### The data
-.-.-

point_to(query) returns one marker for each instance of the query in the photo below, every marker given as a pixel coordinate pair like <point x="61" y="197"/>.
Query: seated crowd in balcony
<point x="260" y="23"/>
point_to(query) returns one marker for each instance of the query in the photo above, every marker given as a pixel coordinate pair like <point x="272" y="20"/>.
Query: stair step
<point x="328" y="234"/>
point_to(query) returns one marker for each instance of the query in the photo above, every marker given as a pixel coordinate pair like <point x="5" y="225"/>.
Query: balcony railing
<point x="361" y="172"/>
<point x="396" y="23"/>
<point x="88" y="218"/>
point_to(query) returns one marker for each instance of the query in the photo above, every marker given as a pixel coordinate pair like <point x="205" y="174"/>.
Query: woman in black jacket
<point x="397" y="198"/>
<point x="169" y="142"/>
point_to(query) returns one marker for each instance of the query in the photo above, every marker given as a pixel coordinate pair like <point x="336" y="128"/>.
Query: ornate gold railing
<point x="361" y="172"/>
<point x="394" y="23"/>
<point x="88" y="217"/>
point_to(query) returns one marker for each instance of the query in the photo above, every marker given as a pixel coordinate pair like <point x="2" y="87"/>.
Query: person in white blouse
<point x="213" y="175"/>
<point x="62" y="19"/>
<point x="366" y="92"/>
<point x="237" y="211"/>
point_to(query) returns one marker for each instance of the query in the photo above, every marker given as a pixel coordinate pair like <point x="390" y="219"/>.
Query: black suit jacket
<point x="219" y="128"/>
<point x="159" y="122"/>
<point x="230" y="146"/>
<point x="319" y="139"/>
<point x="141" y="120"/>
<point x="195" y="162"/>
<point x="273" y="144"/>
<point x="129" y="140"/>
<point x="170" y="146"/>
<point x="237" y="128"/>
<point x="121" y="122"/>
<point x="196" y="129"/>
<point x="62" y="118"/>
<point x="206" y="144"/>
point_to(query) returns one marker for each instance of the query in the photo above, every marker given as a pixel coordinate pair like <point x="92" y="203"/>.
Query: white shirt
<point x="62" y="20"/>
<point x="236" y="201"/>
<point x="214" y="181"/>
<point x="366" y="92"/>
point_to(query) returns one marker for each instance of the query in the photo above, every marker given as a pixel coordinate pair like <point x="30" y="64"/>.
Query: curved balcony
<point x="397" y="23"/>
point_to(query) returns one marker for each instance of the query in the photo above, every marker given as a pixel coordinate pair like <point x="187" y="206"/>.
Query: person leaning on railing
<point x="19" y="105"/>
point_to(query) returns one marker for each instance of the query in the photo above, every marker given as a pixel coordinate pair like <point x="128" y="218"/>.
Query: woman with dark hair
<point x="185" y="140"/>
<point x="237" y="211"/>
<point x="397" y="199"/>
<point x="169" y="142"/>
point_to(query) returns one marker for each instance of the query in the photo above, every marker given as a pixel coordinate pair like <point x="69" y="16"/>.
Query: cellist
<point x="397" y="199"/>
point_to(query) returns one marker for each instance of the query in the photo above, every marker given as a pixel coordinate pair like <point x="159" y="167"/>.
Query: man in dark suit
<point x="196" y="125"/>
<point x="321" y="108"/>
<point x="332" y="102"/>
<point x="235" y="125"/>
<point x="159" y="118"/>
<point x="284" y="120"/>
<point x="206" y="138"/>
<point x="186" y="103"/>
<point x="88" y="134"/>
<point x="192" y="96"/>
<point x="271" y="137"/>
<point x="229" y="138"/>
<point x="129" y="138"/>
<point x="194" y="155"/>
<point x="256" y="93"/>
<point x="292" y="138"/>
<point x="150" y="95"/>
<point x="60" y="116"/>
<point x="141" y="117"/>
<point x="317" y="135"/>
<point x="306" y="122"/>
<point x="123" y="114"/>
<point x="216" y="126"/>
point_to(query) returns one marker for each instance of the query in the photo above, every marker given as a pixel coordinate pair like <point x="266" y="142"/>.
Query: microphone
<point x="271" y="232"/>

-.-.-

Every entry must be set down again exactly as it reads.

### Task solution
point_to(query) returns one marker for each instance of the query in the photo below, every marker given as a pixel coordinate pair like <point x="61" y="197"/>.
Query: seated crowd in balcony
<point x="260" y="23"/>
point_to(query) returns one marker for each instance of the query in the photo above, every marker given as a pixel coordinate pair like <point x="272" y="20"/>.
Query: stair step
<point x="328" y="234"/>
point_to(query) returns one marker for each instance of the query in the photo above, every marker given as a pixel coordinate pair like <point x="5" y="225"/>.
Query: balcony railing
<point x="361" y="172"/>
<point x="396" y="23"/>
<point x="88" y="218"/>
point_to(query) returns one marker for each instance of the query in the photo above, every marker given as a pixel coordinate pair like <point x="205" y="174"/>.
Query: woman in black jacket
<point x="397" y="198"/>
<point x="169" y="142"/>
point_to(query) returns one marker for each instance of the query in the photo above, every marker given as a pixel coordinate pair like <point x="336" y="128"/>.
Query: ornate gold railing
<point x="361" y="172"/>
<point x="394" y="23"/>
<point x="88" y="217"/>
point_to(query) returns one marker for each instance of the query in the photo above, every marker given as a pixel coordinate pair like <point x="2" y="87"/>.
Query: person in white blouse
<point x="213" y="175"/>
<point x="62" y="19"/>
<point x="366" y="92"/>
<point x="237" y="211"/>
point_to(query) returns one marker for each instance of the query in the photo above, every marker given as a pixel coordinate pair like <point x="390" y="219"/>.
Query: black suit jacket
<point x="219" y="128"/>
<point x="159" y="122"/>
<point x="230" y="146"/>
<point x="319" y="139"/>
<point x="141" y="120"/>
<point x="195" y="162"/>
<point x="273" y="144"/>
<point x="129" y="140"/>
<point x="170" y="146"/>
<point x="237" y="128"/>
<point x="121" y="122"/>
<point x="196" y="129"/>
<point x="62" y="118"/>
<point x="206" y="144"/>
point_to(query) returns one marker for each instance of the query in the photo above, every marker given as a pixel coordinate pair like <point x="92" y="203"/>.
Query: white shirt
<point x="62" y="20"/>
<point x="236" y="201"/>
<point x="214" y="181"/>
<point x="366" y="92"/>
point_to(query) returns one marker for each instance of the query in the photo above, every marker given as a pixel coordinate pair like <point x="30" y="64"/>.
Query: curved balcony
<point x="397" y="23"/>
point_to(query) returns one marker for each instance of the query in the photo above, every marker given as a pixel coordinate pair like <point x="187" y="206"/>.
Query: person leaning on railing
<point x="19" y="105"/>
point_to(query) returns one marker for each instance of the query in the photo above, every marker given as a pixel coordinate pair like <point x="128" y="218"/>.
Query: woman with dark hair
<point x="185" y="140"/>
<point x="237" y="211"/>
<point x="397" y="199"/>
<point x="169" y="142"/>
point_to(query) returns one marker for each instance of the query in the photo above, every marker given as a pixel coordinate pair like <point x="69" y="16"/>.
Query: cellist
<point x="397" y="199"/>
point_to(query) returns one marker for each instance of the query in the photo above, every marker given as a pixel coordinate pair like <point x="159" y="167"/>.
Query: man in dark suit
<point x="196" y="125"/>
<point x="321" y="108"/>
<point x="332" y="102"/>
<point x="235" y="125"/>
<point x="159" y="118"/>
<point x="284" y="120"/>
<point x="206" y="138"/>
<point x="186" y="103"/>
<point x="88" y="134"/>
<point x="192" y="96"/>
<point x="271" y="137"/>
<point x="229" y="138"/>
<point x="129" y="138"/>
<point x="194" y="155"/>
<point x="256" y="93"/>
<point x="292" y="138"/>
<point x="150" y="95"/>
<point x="60" y="116"/>
<point x="141" y="117"/>
<point x="317" y="135"/>
<point x="306" y="122"/>
<point x="123" y="114"/>
<point x="216" y="126"/>
point_to(query) returns one marker for each instance of the query in the photo above, every marker given as a pixel coordinate pair like <point x="266" y="142"/>.
Query: microphone
<point x="271" y="232"/>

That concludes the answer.